- TRECHO DO DOCUMENTO -
● ● ● ● ● ● ●

TEXTURA DO TEMPO

“Caminhante, não há caminho; faz-se caminho ao caminhar.” Do poeta espanhol Antônio Machado

 

 

Os cafés de Paris nos levam à contemplação. As cadeiras viradas para as ruas nos permitem simplesmente acompanhar a vida que passa. Quem pede um copo de vinho ou um café tem o direito de, por horas, pensar a vida e observar as pessoas que, sem se identificarem, fazem parte, ainda que por segundos, das nossas vidas.

 

Alguém passa triste, com um olhar perdido e, por um instante, nós temos a impulsão de acompanhar tanta tristeza. A tristeza tem um quê de profundamente instigante. Talvez tentar saber o porquê dessa aparente solidão. Afinal, a solidão costuma ser uma grande companhia.

 

Mas, em seguida, às vezes ao mesmo tempo, passa uma mulher tão linda e feliz, que seria melhor tentar entender essa alegria e, até atrevidamente, fazer parte dela. O mundo é sempre surpreendente e o próximo a passar é tão enigmático que causa um pouco de medo. Melhor nem tentar entender essas vidas que passam e que, embora nossas por lapsos de segundos, esvaem-se no compasso das multidões, que nem sei se quero decifrar.

 

Estar no Café de Flore e se permitir ver o tempo passar é uma maturidade que só esse mesmo tempo lhe permite. É uma paz danada não brigar com o tempo. Há certa inteligência neste não-embate, até porque seria fatalmente inútil. Saber da finitude da vida nos faz dedicarmos aos nossos sonhos e desejos com um pingo de racionalidade. Um pingo; se fosse um copo, talvez a vida ficasse modorrentamente chata e estranha. Por isso, a contemplação, sentado no Flore, faz de nós resilientes. Sempre lembrando de Clarice Lispector: “Não tenho tempo para mais nada, ser feliz me consome muito.”

 

É claro que o Café de Flore é uma figura explicitada de um canto de onde se pode observar a vida. Nada muda se for a cadeira na frente de uma casa, no interior de Minas Gerais, onde a vida passa com a mesma intensidade. Talvez mais devagar, mas com uma densidade que parece dar uma textura palpável ao tempo. É como se pudéssemos cortar fisicamente o ar que nos envolve.

 

Na verdade, o que nos instiga mais é que, aqui no Flore, em Paris, as pessoas que passam parecem que não têm nenhum rumo. Como não as conheço, posso imaginar o que quero do destino delas. Os seus caminhos, de uma maneira imaginária, sou eu que traço. Todas, as felizes, as tristes, as perplexas, as enigmáticas caminham sem nenhum compromisso com nada que eu deva conhecer.  E é aí que habita o inesperado. Como ninguém vai a lugar nenhum, sou eu quem posso imaginar o que quiser. Se não há caminhos, todas as hipóteses são possíveis. Lembrando de Padre Antônio Vieira: “A omissão é um pecado que se faz não fazendo, pois quem sabe que deve fazer o bem e não faz, nisso está pecando.”

● ● ● ● ● ● ●

- TAREFA PROPOSTA 1 -
Transcreva os registros do conjunto de dados logo abaixo, linha por linha e sem alterações, deixando as imagens de fora.
O texto sobre o Café de Flore e os registros não têm relação entre si.

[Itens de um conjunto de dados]
● ● ● ● ● ● ●

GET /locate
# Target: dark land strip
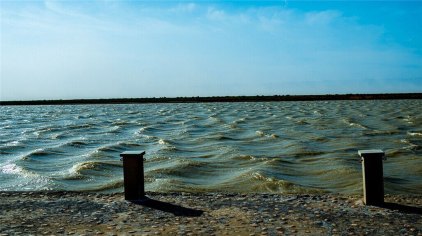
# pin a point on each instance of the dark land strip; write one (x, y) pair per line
(58, 213)
(275, 98)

● ● ● ● ● ● ●

- TAREFA PROPOSTA 2 -
Retome o texto sobre o Café de Flore a partir do ponto em que ele termina.

- RESPOSTA FINAL 1 -
GET /locate
# Target: dark land strip
# pin a point on each instance of the dark land strip; write one (x, y) pair per line
(58, 213)
(275, 98)

- RESPOSTA FINAL 2 -
 

Por isso, o olhar de cada um de nós, ao acompanhar o tempo, a vida, as pessoas é o que define esses rumos. É acompanhando esses passos indizíveis que construímos nossos sonhos. Na leitura de um livro, companheiro de alma. Na segurança de um copo de vinho, companheiro de observação. No simples escrito em um caderno rabiscado e anotações muitas vezes incompreensíveis. Na vida que se revela no detalhe.

 

O que nos move e nos imobiliza ao mesmo tempo é a sensação de que, embora não possamos mudar o rumo de quem passa, nós fazemos parte de cada passo dado e que os rumos do mundo dependem, sim, de nós. Do livro que nos faz companhia, dos passos dados até sentarmos aqui, das nossas aflições, dos nossos gritos, da nossa sofrência.

 

E nada é em vão! Cada pedaço de tristeza que se materializou foi fruto de um acompanhar que nos fez dar valor à tristeza. Cada segundo de alegria foi parte de uma conquista. Ninguém está no mundo por acaso. Nós temos uma responsabilidade real, palpável, para definir o que passa à nossa frente e principalmente qual rumo tomar. A omissão é parte ativa e cúmplice de um mundo que caminha sem rumo. Por isso mesmo, vamos juntos mudar os caminhos e o destino do país. Depende de nós. Vamos, em outubro, dizer sim à esperança e voltar prestigiar a visão civilizatória. E dizer não à barbárie. Sem medo de ser feliz.

 

Acreditando em Eduardo Galeano, que respondeu à pergunta “Para que serve a utopia”: “A utopia está lá no horizonte. Me aproximo dois passos ele se afasta dois passos. Caminho dez passos e o horizonte corre dez passos. Por mais que caminhe jamais o alcançarei. Para que serve a utopia? Serve para isso: para que não deixe de caminhar.”

 

Antônio Carlos de Almeida Castro, Kakay

Artigo publicado no Poder360.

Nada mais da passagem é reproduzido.